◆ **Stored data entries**
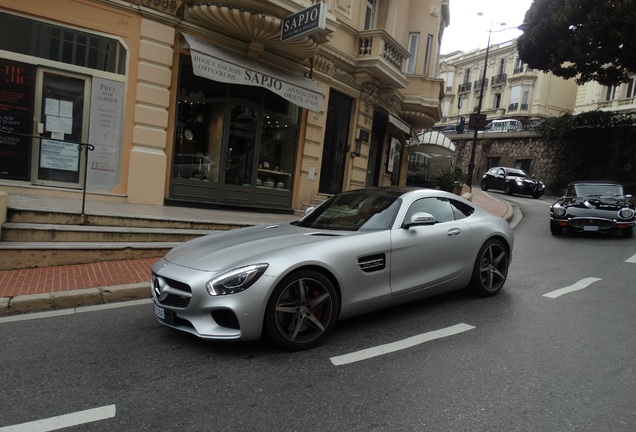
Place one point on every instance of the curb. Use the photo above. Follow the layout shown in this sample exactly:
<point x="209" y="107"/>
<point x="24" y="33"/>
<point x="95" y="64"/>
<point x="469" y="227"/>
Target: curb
<point x="46" y="302"/>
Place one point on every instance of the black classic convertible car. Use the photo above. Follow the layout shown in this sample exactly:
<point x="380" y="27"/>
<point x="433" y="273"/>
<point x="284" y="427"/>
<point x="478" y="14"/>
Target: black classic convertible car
<point x="593" y="206"/>
<point x="512" y="180"/>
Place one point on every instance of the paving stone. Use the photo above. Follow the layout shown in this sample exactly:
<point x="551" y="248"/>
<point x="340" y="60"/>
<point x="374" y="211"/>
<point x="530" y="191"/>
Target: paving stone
<point x="126" y="292"/>
<point x="30" y="303"/>
<point x="81" y="297"/>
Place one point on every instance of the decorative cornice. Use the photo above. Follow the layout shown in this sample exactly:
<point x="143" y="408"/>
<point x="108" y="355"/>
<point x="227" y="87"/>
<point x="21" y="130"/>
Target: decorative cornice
<point x="258" y="30"/>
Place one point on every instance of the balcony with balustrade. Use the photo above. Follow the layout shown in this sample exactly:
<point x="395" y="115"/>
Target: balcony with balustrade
<point x="383" y="57"/>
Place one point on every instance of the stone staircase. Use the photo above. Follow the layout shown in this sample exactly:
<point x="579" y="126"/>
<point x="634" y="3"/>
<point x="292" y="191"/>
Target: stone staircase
<point x="32" y="238"/>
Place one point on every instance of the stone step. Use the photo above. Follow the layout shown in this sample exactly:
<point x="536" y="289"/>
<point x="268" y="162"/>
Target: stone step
<point x="21" y="255"/>
<point x="69" y="218"/>
<point x="41" y="232"/>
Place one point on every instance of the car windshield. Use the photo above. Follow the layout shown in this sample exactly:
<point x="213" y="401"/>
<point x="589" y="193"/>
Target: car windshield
<point x="598" y="190"/>
<point x="517" y="173"/>
<point x="353" y="212"/>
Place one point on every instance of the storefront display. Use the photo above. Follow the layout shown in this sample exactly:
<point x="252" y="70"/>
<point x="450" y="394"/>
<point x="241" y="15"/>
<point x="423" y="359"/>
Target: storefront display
<point x="234" y="144"/>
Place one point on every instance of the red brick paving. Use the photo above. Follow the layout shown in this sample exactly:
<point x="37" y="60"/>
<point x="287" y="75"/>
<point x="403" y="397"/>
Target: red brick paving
<point x="74" y="277"/>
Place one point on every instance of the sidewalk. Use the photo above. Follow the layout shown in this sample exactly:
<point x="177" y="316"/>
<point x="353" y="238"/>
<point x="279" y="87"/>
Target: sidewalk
<point x="49" y="288"/>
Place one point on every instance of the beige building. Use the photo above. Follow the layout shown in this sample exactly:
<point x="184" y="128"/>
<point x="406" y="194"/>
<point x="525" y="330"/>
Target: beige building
<point x="247" y="103"/>
<point x="511" y="89"/>
<point x="620" y="98"/>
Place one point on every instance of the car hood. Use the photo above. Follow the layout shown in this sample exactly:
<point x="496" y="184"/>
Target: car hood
<point x="524" y="179"/>
<point x="229" y="248"/>
<point x="601" y="203"/>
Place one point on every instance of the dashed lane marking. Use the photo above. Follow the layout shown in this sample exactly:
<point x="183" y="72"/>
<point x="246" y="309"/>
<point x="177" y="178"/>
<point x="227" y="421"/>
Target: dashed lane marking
<point x="64" y="421"/>
<point x="584" y="283"/>
<point x="399" y="345"/>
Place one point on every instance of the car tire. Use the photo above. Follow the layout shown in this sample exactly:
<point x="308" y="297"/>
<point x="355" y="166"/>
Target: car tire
<point x="628" y="232"/>
<point x="555" y="229"/>
<point x="301" y="311"/>
<point x="508" y="189"/>
<point x="491" y="268"/>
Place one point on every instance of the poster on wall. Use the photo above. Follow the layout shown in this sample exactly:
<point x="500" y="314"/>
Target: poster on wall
<point x="16" y="114"/>
<point x="107" y="101"/>
<point x="59" y="155"/>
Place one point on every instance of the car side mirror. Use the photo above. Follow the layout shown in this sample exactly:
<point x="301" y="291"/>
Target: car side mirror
<point x="419" y="218"/>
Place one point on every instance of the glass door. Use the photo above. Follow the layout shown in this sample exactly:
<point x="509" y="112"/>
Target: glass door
<point x="62" y="116"/>
<point x="239" y="155"/>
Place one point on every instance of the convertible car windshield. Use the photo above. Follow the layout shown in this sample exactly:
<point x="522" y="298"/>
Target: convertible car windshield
<point x="353" y="212"/>
<point x="599" y="190"/>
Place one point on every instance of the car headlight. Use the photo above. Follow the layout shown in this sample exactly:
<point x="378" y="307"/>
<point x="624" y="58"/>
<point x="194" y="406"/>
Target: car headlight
<point x="626" y="213"/>
<point x="559" y="211"/>
<point x="236" y="280"/>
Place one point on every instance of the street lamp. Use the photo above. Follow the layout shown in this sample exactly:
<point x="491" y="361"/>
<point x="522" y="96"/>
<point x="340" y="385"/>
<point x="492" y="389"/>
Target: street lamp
<point x="471" y="164"/>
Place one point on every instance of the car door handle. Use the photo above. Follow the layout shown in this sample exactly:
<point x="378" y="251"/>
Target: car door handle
<point x="454" y="231"/>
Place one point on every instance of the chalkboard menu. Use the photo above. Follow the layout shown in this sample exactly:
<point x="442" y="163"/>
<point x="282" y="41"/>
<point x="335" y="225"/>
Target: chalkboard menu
<point x="16" y="111"/>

◆ **Exercise instructions**
The output has to match the data above line for line, except that pictures are dropped.

◆ **Solution to this exercise**
Place one point on every instance of the curb. Use the photo above. Follow the layout shown in this sample exactly:
<point x="209" y="107"/>
<point x="24" y="33"/>
<point x="95" y="64"/>
<point x="469" y="227"/>
Target: curb
<point x="46" y="302"/>
Place one point on every instance of the black classic convertible car. Use the photo above. Follow the layout shown in this sample exactly:
<point x="380" y="27"/>
<point x="433" y="273"/>
<point x="284" y="427"/>
<point x="478" y="14"/>
Target: black classic convertible car
<point x="593" y="206"/>
<point x="512" y="180"/>
Place one point on every instance of the paving stone. Use the photo above. Follow the layout shown in this sample exactly:
<point x="551" y="248"/>
<point x="340" y="60"/>
<point x="374" y="211"/>
<point x="530" y="191"/>
Target: paving stone
<point x="126" y="292"/>
<point x="30" y="303"/>
<point x="81" y="297"/>
Place one point on every instance of the decorative cornice. Use the photo above. Follow the layout shown in this sample exactly:
<point x="143" y="408"/>
<point x="108" y="355"/>
<point x="227" y="87"/>
<point x="21" y="130"/>
Target: decorative cornice
<point x="258" y="30"/>
Place one point on every instance of the balcony with balustrade. Use the photo above. Follow the layout shown in this sample exactly:
<point x="395" y="115"/>
Target: balcony with balustrade
<point x="383" y="57"/>
Place one point on every instance of the stone staircase. Use the photo above. Follow the layout shown in this sample exactly:
<point x="579" y="126"/>
<point x="634" y="3"/>
<point x="292" y="191"/>
Target: stone staircase
<point x="32" y="238"/>
Place one point on every instance of the stone step. Use the photo above. Follow the layout shown in this sample exactly:
<point x="536" y="289"/>
<point x="268" y="162"/>
Target: stone step
<point x="21" y="255"/>
<point x="69" y="218"/>
<point x="41" y="232"/>
Place one point on every instance of the car windshield. Use the photo above. Follow the layout shown in this sample exactly:
<point x="213" y="401"/>
<point x="589" y="193"/>
Target: car windshield
<point x="598" y="190"/>
<point x="517" y="173"/>
<point x="353" y="212"/>
Place one point on every instance of the storefront display. Use the photo above. Follow the layout shown in this sample exactly:
<point x="252" y="70"/>
<point x="450" y="394"/>
<point x="241" y="15"/>
<point x="423" y="359"/>
Target: storefront display
<point x="234" y="144"/>
Place one point on every instance of the red brick paving. Use the photo above. Follow the layout shown in this sample exactly:
<point x="37" y="60"/>
<point x="287" y="75"/>
<point x="403" y="397"/>
Target: red brick paving
<point x="74" y="277"/>
Place one point on every instance of the sidewalk. Use the photo above. Follow the layout shown in this sample exactly:
<point x="177" y="316"/>
<point x="353" y="238"/>
<point x="279" y="87"/>
Target: sidewalk
<point x="49" y="288"/>
Place one point on every instance of the beige building. Use the photo above. Follow the layout shown in this sample exactly:
<point x="184" y="128"/>
<point x="406" y="194"/>
<point x="525" y="330"/>
Target: beige building
<point x="247" y="103"/>
<point x="511" y="89"/>
<point x="620" y="98"/>
Place one point on every instance of the car hood. Use the photo above. Follow the layout shown in this sample exactly:
<point x="496" y="184"/>
Target: car hood
<point x="524" y="179"/>
<point x="229" y="248"/>
<point x="601" y="203"/>
Place one point on every instance of the dashed lane marking. Use the photo above. Follow the layout shown in this sample exactly:
<point x="183" y="72"/>
<point x="246" y="309"/>
<point x="177" y="178"/>
<point x="227" y="421"/>
Target: dashed lane marking
<point x="64" y="421"/>
<point x="584" y="283"/>
<point x="399" y="345"/>
Place one point on every instance of the car tire. Use the photo above. Follow the layout shown in this sample exactly:
<point x="308" y="297"/>
<point x="355" y="166"/>
Target: car tire
<point x="628" y="232"/>
<point x="555" y="229"/>
<point x="301" y="311"/>
<point x="508" y="189"/>
<point x="491" y="268"/>
Place one point on every instance of the poster on wall. Use the photo above. Follow the layout shown in this sample exactly:
<point x="500" y="314"/>
Target: poster on wall
<point x="16" y="114"/>
<point x="107" y="101"/>
<point x="59" y="155"/>
Place one point on every instance of the car side mirror. Use the photo above. Follow the layout shown in this sample exactly:
<point x="301" y="291"/>
Target: car side mirror
<point x="419" y="218"/>
Place one point on every instance of the glass door. Use the photo above. Follow the layout shown in this sample exactly:
<point x="509" y="112"/>
Target: glass door
<point x="62" y="116"/>
<point x="239" y="155"/>
Place one point on every instance of the convertible car windshield. Use the photo above. Follow the layout shown in this sample exactly:
<point x="522" y="298"/>
Target: convertible car windshield
<point x="353" y="212"/>
<point x="599" y="190"/>
Place one point on every instance of the car headlight. Use the photo above. Follow the layout shown in this sample exactly:
<point x="378" y="307"/>
<point x="624" y="58"/>
<point x="194" y="406"/>
Target: car headlight
<point x="626" y="213"/>
<point x="559" y="211"/>
<point x="236" y="280"/>
Place one point on every instance of the street lamp. Use the photo above. Follow the layout shown in this sample exactly:
<point x="491" y="361"/>
<point x="522" y="96"/>
<point x="340" y="385"/>
<point x="492" y="389"/>
Target: street lamp
<point x="471" y="164"/>
Place one point on every instance of the car door handle. Use the photo above. Follow the layout shown in this sample exactly:
<point x="378" y="251"/>
Target: car door handle
<point x="454" y="231"/>
Place one point on every instance of the chalkboard menu. Use the photo above. Follow the layout shown in this sample exactly:
<point x="442" y="163"/>
<point x="282" y="41"/>
<point x="335" y="225"/>
Target: chalkboard menu
<point x="16" y="111"/>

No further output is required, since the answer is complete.